--- START ---

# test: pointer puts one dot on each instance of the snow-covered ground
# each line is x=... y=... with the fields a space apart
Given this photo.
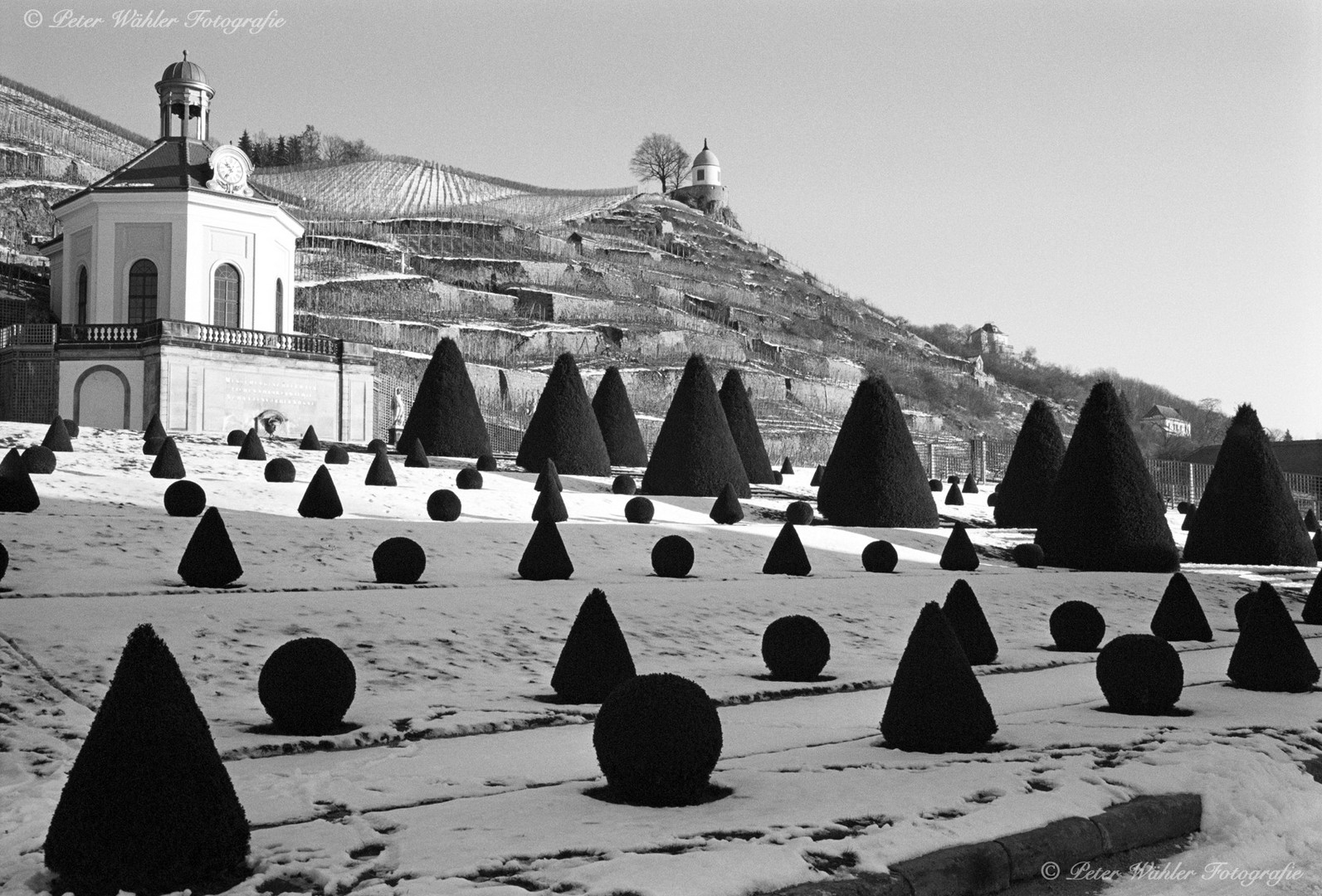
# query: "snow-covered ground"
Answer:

--- END ---

→ **To do**
Scan the listing and report each line where the word "ground" shows up.

→ **Reply to the task**
# test: pointer puts one dot on each instance of the snow-covered ground
# query: "snow-covered ground"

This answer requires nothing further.